▶ **RECORDS TO PROCESS**
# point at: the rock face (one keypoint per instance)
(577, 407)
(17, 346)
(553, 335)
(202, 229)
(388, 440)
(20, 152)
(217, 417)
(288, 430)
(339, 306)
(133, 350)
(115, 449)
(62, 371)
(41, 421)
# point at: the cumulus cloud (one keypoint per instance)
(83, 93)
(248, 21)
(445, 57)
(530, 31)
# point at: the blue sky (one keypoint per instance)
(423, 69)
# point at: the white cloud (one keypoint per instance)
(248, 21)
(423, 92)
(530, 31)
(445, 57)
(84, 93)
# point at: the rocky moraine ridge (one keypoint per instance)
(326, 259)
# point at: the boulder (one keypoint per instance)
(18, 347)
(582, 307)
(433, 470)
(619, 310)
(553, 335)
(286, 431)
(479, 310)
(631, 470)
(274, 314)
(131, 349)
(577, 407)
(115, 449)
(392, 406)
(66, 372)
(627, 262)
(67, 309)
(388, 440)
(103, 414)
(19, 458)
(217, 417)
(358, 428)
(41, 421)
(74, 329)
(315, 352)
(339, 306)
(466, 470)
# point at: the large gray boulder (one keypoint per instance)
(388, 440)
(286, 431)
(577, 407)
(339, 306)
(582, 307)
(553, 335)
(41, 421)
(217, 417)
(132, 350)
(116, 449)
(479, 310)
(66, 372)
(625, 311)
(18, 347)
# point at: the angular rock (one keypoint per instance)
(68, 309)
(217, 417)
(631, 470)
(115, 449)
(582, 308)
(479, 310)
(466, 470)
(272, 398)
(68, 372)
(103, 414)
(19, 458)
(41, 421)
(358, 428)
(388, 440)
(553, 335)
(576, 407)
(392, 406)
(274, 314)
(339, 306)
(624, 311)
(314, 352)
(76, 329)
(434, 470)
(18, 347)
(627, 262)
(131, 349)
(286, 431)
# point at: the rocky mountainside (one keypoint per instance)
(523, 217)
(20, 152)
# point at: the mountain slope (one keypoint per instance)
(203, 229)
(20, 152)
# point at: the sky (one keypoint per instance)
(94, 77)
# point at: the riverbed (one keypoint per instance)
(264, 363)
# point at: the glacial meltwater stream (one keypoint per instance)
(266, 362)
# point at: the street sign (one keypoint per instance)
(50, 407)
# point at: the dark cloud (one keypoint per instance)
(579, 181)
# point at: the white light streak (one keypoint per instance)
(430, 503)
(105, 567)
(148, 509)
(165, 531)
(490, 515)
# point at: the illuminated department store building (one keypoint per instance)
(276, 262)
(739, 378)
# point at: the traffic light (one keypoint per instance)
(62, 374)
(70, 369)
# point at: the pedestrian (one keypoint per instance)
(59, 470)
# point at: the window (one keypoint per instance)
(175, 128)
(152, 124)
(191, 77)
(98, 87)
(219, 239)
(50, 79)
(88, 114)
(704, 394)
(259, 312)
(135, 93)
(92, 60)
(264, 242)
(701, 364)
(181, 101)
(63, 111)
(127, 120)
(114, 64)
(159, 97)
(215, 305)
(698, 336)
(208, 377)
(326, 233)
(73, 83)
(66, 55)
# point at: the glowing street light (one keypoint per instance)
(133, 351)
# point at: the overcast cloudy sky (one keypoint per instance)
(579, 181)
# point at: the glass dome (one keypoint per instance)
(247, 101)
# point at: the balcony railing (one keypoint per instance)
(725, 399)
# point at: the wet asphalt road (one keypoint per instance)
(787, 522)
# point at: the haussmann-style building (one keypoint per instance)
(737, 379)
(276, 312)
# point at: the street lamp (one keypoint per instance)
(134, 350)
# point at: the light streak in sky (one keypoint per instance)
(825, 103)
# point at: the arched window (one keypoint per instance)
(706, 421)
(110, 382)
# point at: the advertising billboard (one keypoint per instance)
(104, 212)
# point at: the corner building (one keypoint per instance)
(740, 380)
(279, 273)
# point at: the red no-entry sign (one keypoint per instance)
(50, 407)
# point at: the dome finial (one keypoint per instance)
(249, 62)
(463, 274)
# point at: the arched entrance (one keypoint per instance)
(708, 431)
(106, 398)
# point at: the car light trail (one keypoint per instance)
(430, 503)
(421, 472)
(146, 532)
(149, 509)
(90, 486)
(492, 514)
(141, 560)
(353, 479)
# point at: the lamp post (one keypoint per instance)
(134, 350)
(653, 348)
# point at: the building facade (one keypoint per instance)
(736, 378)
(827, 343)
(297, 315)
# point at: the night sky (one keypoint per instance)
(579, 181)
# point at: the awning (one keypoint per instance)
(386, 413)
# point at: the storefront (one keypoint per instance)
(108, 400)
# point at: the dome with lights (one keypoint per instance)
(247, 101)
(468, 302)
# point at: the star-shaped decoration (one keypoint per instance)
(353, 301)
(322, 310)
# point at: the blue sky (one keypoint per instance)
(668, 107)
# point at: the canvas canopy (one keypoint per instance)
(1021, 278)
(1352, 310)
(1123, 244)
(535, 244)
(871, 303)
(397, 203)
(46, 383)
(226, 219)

▶ **EXERCISE DIRECTIONS**
Add 41 to every coordinate in the answers, from the line with "# point at: the arched entrance" through the end of the data, and write out every line in that span again, keeping all other lines as they are.

▶ **TASK RESPONSE**
# point at: the arched entrance (one keypoint per instance)
(749, 472)
(147, 439)
# point at: the car light trail (one keypoint per instance)
(471, 544)
(462, 513)
(187, 573)
(190, 550)
(131, 527)
(533, 555)
(182, 601)
(394, 520)
# point at: the lamp post (one keypoint per instance)
(175, 391)
(694, 389)
# point at: the building facade (one keypoint per instance)
(777, 419)
(868, 384)
(338, 356)
# point at: the night sky (one keypoint per instance)
(620, 222)
# point at: the awning (one keypoint per instance)
(427, 454)
# point at: the storefront (one keypoint per instance)
(149, 441)
# point at: the dome with lights (one keypoint per instance)
(288, 142)
(509, 343)
# point at: the star-shaped decoration (one keypoint per instance)
(394, 342)
(363, 351)
# point at: the blue sky (one keypoint per instance)
(709, 148)
# point at: the canvas canopy (one keypoint per instance)
(1062, 319)
(1393, 351)
(1164, 285)
(576, 285)
(912, 344)
(438, 244)
(87, 424)
(267, 260)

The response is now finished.